**Exercise**
Scan the entries line by line and return those with "bookshelf".

Dataset extract Start Marker

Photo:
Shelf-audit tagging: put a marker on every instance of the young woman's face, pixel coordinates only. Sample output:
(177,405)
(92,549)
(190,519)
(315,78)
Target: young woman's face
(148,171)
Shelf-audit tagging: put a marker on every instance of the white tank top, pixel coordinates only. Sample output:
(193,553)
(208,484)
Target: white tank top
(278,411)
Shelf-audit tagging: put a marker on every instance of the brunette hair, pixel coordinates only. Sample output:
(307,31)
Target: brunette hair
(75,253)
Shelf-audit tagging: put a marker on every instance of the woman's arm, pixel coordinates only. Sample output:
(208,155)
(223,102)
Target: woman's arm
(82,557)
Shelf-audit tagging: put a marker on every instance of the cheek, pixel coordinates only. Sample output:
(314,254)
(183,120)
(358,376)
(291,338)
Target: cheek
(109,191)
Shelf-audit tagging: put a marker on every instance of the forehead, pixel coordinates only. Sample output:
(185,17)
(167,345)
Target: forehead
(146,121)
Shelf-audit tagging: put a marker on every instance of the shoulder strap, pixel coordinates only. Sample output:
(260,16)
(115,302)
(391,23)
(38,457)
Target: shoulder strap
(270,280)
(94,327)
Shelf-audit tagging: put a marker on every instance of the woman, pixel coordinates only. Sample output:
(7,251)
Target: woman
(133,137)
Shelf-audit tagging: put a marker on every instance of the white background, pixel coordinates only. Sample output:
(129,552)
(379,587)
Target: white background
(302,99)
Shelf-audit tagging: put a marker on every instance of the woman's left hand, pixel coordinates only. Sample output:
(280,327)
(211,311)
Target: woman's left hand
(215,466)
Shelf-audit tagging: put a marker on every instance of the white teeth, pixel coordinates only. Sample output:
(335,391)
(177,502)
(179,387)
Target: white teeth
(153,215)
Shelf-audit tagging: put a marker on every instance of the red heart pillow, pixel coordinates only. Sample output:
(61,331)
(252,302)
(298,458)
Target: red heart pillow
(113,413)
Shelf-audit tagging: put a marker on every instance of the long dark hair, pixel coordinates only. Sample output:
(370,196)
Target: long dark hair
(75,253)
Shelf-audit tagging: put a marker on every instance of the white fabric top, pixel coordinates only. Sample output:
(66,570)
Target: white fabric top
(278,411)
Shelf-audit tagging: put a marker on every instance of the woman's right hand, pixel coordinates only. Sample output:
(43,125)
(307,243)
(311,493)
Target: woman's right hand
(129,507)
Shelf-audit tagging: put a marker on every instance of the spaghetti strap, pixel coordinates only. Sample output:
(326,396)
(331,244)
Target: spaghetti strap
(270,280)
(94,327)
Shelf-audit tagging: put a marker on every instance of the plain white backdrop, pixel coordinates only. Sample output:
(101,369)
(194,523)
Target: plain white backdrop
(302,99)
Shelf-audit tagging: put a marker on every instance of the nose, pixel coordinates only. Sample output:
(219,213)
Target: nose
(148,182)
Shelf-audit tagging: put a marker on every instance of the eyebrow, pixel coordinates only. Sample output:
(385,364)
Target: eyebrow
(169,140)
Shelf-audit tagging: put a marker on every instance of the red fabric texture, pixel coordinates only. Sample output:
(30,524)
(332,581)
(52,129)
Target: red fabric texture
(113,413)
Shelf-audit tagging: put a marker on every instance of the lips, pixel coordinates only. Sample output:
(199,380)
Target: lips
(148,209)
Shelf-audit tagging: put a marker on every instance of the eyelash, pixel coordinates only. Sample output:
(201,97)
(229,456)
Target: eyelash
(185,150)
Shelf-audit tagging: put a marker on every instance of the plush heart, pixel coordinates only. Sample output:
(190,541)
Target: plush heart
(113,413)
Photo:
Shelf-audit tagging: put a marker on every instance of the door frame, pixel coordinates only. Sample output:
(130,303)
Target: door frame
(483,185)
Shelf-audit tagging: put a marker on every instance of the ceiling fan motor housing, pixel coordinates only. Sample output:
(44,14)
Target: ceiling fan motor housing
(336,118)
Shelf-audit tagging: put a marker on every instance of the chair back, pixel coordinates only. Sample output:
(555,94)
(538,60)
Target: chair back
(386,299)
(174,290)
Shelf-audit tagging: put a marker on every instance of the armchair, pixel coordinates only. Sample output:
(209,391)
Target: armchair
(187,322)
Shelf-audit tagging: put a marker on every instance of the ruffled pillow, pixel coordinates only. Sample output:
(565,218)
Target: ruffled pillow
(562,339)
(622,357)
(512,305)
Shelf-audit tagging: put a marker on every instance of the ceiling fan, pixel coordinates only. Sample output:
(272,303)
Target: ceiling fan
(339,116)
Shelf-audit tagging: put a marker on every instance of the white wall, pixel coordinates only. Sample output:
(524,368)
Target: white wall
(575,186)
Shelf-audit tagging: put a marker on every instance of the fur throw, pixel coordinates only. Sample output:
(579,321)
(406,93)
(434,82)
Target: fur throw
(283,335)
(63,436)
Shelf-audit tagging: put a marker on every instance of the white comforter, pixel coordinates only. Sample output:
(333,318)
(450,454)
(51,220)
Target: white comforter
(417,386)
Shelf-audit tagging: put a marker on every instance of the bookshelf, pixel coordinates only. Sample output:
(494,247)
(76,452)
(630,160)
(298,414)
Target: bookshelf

Dataset extract End Marker

**Task result**
Shelf-audit tagging: put a marker on every instance of the bookshelf, pixel coordinates only. Sample output:
Target: bookshelf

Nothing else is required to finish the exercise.